---------- MATERIAL PROVIDED

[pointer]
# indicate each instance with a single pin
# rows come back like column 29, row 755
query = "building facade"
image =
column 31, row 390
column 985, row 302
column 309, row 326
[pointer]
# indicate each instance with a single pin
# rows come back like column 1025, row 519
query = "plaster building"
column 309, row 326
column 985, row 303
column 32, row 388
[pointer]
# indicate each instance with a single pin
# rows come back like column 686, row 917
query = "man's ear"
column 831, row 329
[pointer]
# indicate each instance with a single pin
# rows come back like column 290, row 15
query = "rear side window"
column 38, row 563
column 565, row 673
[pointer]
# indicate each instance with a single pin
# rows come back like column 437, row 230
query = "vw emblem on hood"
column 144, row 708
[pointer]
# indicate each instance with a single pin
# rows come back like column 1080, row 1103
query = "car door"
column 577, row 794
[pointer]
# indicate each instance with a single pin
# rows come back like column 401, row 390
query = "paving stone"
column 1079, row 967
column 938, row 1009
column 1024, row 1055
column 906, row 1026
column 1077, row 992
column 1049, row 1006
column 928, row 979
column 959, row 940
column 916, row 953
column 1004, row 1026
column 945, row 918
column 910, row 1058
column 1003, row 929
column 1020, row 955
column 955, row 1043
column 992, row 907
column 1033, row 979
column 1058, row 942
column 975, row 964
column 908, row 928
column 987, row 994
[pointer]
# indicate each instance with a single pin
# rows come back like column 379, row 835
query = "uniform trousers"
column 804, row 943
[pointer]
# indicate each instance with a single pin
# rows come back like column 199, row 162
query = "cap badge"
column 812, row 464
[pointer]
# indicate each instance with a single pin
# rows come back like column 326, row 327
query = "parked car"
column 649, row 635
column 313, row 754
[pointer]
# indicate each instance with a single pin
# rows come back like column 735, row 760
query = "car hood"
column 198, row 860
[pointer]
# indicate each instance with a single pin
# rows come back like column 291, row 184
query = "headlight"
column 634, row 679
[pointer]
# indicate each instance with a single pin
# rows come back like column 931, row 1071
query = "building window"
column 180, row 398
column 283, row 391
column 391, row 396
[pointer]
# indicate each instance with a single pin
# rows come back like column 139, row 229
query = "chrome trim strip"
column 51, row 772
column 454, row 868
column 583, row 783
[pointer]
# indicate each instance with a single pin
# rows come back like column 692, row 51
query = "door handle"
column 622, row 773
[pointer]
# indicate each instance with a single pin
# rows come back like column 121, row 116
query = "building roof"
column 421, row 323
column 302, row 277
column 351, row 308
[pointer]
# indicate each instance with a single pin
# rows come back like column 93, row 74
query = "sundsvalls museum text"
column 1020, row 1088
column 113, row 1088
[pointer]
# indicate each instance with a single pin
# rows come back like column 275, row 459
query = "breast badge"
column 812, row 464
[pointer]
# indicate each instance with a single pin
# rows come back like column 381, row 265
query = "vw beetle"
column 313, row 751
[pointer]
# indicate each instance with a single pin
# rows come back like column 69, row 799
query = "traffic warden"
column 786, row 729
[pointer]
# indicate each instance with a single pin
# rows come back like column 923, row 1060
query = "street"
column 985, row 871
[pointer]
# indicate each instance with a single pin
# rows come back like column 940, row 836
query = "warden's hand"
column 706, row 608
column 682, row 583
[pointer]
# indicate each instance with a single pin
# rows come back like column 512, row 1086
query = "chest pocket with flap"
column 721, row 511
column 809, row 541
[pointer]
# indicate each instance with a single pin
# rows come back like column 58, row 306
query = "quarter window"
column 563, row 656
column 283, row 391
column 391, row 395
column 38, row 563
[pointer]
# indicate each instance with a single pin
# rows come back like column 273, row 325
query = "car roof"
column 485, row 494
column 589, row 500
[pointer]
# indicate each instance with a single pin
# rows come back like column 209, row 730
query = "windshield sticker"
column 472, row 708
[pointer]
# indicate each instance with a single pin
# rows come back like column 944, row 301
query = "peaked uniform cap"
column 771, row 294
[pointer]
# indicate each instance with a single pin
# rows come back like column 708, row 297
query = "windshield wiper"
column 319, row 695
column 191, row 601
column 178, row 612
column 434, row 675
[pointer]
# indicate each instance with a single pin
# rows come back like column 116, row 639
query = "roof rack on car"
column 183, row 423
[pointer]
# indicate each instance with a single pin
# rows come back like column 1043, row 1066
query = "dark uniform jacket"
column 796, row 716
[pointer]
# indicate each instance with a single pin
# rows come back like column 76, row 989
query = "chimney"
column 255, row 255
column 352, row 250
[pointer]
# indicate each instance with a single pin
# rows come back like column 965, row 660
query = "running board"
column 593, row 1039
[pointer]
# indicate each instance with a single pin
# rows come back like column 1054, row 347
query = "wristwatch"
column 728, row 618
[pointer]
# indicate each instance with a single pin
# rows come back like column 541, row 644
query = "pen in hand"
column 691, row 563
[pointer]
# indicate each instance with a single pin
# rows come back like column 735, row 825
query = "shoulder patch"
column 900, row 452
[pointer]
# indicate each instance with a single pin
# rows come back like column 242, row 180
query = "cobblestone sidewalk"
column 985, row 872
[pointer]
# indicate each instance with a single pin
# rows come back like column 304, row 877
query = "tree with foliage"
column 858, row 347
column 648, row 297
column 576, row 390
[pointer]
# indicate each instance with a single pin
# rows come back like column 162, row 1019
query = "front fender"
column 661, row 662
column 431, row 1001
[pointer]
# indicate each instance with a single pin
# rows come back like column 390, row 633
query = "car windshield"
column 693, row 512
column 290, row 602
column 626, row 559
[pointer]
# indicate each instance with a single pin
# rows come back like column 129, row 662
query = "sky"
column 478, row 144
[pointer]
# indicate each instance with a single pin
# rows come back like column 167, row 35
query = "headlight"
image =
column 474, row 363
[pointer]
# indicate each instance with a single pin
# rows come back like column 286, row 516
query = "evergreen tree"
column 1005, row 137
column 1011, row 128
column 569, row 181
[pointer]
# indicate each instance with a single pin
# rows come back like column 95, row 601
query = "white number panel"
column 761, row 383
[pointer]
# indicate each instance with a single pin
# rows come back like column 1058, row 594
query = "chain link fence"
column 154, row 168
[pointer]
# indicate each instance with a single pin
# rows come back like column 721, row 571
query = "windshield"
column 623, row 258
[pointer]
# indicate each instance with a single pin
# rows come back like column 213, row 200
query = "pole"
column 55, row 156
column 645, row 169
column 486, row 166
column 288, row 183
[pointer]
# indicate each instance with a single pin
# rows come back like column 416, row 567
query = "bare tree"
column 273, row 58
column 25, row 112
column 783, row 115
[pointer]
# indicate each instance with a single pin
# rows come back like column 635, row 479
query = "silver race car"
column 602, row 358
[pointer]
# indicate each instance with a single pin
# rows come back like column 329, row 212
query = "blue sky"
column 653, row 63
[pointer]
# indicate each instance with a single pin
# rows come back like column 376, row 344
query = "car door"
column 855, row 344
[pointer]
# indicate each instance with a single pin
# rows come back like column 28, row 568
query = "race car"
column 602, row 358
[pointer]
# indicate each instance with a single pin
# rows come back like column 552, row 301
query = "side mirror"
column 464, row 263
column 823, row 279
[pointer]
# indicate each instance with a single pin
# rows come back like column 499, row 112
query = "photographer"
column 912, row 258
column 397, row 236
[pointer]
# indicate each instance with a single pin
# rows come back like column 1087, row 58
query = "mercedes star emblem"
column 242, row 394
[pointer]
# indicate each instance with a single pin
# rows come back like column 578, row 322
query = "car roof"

--------------------

— INSTRUCTIONS FOR THE TASK —
Rewrite the entire listing above with "pin" replaced by "marker" at every occurrence, and leave all other characters unchanged.

— ANSWER FOR THIS EXERCISE —
[pointer]
# indicate each instance with a single marker
# rows come back like column 29, row 755
query = "building facade"
image =
column 31, row 390
column 985, row 302
column 309, row 326
[pointer]
# indicate each instance with a single marker
# rows come back like column 1025, row 519
query = "plaster building"
column 309, row 326
column 985, row 303
column 32, row 388
[pointer]
# indicate each instance with a single marker
# rows come back like column 686, row 917
query = "man's ear"
column 831, row 329
[pointer]
# indicate each instance with a single marker
# rows come back like column 290, row 15
query = "rear side window"
column 38, row 563
column 565, row 673
[pointer]
# indicate each instance with a single marker
# rows come back like column 437, row 230
query = "vw emblem on hood"
column 144, row 708
[pointer]
# indicate each instance with a single marker
# rows come back like column 1080, row 1103
query = "car door"
column 577, row 794
[pointer]
# indicate each instance with a single marker
# rows come back like column 401, row 390
query = "paving stone"
column 1079, row 967
column 938, row 1009
column 1024, row 1055
column 906, row 1026
column 1077, row 992
column 1049, row 1006
column 928, row 979
column 959, row 940
column 916, row 953
column 1004, row 1026
column 945, row 918
column 910, row 1058
column 1003, row 929
column 1020, row 955
column 955, row 1043
column 992, row 907
column 1033, row 979
column 1058, row 942
column 975, row 964
column 908, row 928
column 987, row 994
[pointer]
# indicate each instance with a single marker
# rows come back like column 379, row 835
query = "uniform trousers"
column 804, row 943
[pointer]
# indicate each instance with a single marker
# rows come back like column 199, row 162
query = "cap badge"
column 812, row 464
[pointer]
# indicate each instance with a single marker
# rows come back like column 326, row 327
query = "parked car"
column 649, row 635
column 313, row 754
[pointer]
# indicate each instance with a single marker
# rows come back like column 735, row 760
query = "car hood"
column 198, row 860
[pointer]
# indicate each instance with a single marker
# rows come back like column 291, row 184
query = "headlight"
column 634, row 679
[pointer]
# indicate each instance with a single marker
# rows come back like column 931, row 1071
query = "building window"
column 180, row 398
column 283, row 391
column 391, row 396
[pointer]
# indicate each instance with a single marker
# rows come back like column 139, row 229
query = "chrome trim strip"
column 51, row 772
column 454, row 868
column 583, row 783
[pointer]
# indicate each instance with a single marker
# rows come back like column 692, row 51
query = "door handle"
column 622, row 773
[pointer]
# indicate each instance with a single marker
# rows come back like column 121, row 116
query = "building roof"
column 421, row 323
column 302, row 277
column 351, row 308
[pointer]
# indicate each instance with a single marker
# rows come back like column 93, row 74
query = "sundsvalls museum text"
column 1020, row 1088
column 113, row 1088
[pointer]
# indicate each instance with a single marker
# rows come back like column 275, row 459
query = "breast badge"
column 812, row 464
[pointer]
# indicate each instance with a single marker
# rows come back like column 381, row 265
query = "vw beetle"
column 313, row 751
[pointer]
# indicate each instance with a single marker
# rows come back like column 69, row 799
query = "traffic warden"
column 786, row 729
[pointer]
# indicate each instance with a single marker
# rows come back like column 923, row 1060
query = "street"
column 985, row 871
[pointer]
# indicate each instance with a single marker
# rows come back like column 940, row 836
query = "warden's hand"
column 706, row 608
column 682, row 583
[pointer]
# indicate each instance with a single marker
# rows come back like column 512, row 1086
query = "chest pocket with flap"
column 721, row 511
column 809, row 541
[pointer]
# indicate each instance with a single marker
# rows come back like column 58, row 306
query = "quarter window"
column 563, row 656
column 283, row 391
column 391, row 395
column 38, row 563
[pointer]
# indicate each instance with a single marker
# rows come back like column 273, row 325
query = "car roof"
column 485, row 494
column 589, row 500
[pointer]
# indicate each instance with a single marker
# rows come back like column 209, row 730
query = "windshield sticker"
column 472, row 708
[pointer]
# indicate each instance with a single marker
# rows come back like column 944, row 301
query = "peaked uniform cap"
column 771, row 294
[pointer]
# indicate each instance with a single marker
# rows come back like column 708, row 297
query = "windshield wiper"
column 319, row 695
column 191, row 601
column 178, row 612
column 434, row 675
[pointer]
# indicate each instance with a single marker
# rows come back like column 116, row 639
query = "roof rack on car"
column 183, row 423
[pointer]
# indicate each instance with a single marker
# rows come back like column 1043, row 1066
query = "dark uniform jacket"
column 796, row 716
[pointer]
# indicate each instance with a single marker
# rows come back like column 76, row 989
query = "chimney"
column 255, row 255
column 352, row 250
[pointer]
# indicate each instance with a single marker
# rows come back like column 965, row 660
query = "running board"
column 593, row 1039
[pointer]
# indicate each instance with a single marker
# rows come back like column 1054, row 347
query = "wristwatch"
column 728, row 618
[pointer]
# indicate each instance with a single marker
# rows come back like column 541, row 644
query = "pen in hand"
column 691, row 563
[pointer]
# indicate each instance with a single marker
# rows come back like column 735, row 825
query = "shoulder patch"
column 900, row 452
[pointer]
# indicate each instance with a single marker
# rows come back like column 242, row 180
query = "cobblestone sidewalk"
column 985, row 872
[pointer]
# indicate each instance with a single marker
# rows come back like column 304, row 877
query = "tree with foliage"
column 858, row 347
column 648, row 297
column 576, row 390
[pointer]
# indicate each instance with a single marker
# rows come back like column 162, row 1019
query = "front fender"
column 661, row 662
column 431, row 1001
[pointer]
# indicate each instance with a single marker
# rows come back like column 390, row 633
query = "car windshield"
column 693, row 512
column 290, row 602
column 626, row 559
[pointer]
# indicate each instance with a single marker
# rows come back like column 129, row 662
query = "sky"
column 478, row 144
[pointer]
# indicate each instance with a single marker
# rows come back like column 167, row 35
query = "headlight"
image =
column 474, row 363
[pointer]
# indicate each instance with a single marker
# rows come back like column 286, row 516
query = "evergreen tree"
column 1005, row 137
column 1011, row 128
column 569, row 181
[pointer]
# indicate each instance with a single marker
# rows come back like column 95, row 601
query = "white number panel"
column 761, row 383
[pointer]
# indicate each instance with a single marker
# rows come back like column 1058, row 594
query = "chain link fence"
column 154, row 168
[pointer]
# indicate each instance with a single marker
# rows come back like column 721, row 571
query = "windshield"
column 623, row 258
[pointer]
# indicate each instance with a single marker
# rows come back like column 213, row 200
query = "pole"
column 55, row 156
column 645, row 169
column 486, row 166
column 288, row 183
[pointer]
# indicate each instance with a single marker
# rows come back like column 416, row 567
query = "bare tree"
column 273, row 58
column 25, row 112
column 783, row 115
[pointer]
# indicate each instance with a single marker
# rows come back like column 635, row 479
query = "silver race car"
column 602, row 358
[pointer]
# indicate each instance with a single marker
# rows come back like column 329, row 212
query = "blue sky"
column 653, row 63
[pointer]
# indicate each instance with a single marker
# rows come back like column 376, row 344
query = "car door"
column 855, row 344
[pointer]
# indicate each instance with a single marker
# rows come back like column 28, row 568
query = "race car"
column 602, row 358
[pointer]
# indicate each instance with a single marker
# rows come back like column 552, row 301
query = "side mirror"
column 464, row 263
column 823, row 279
[pointer]
# indicate each instance with a single marker
# rows come back like column 499, row 112
query = "photographer"
column 912, row 258
column 397, row 236
[pointer]
# indicate each instance with a single marker
# rows come back like column 1087, row 58
query = "mercedes star emblem"
column 242, row 394
[pointer]
# indicate each instance with a single marker
# rows come back like column 578, row 322
query = "car roof"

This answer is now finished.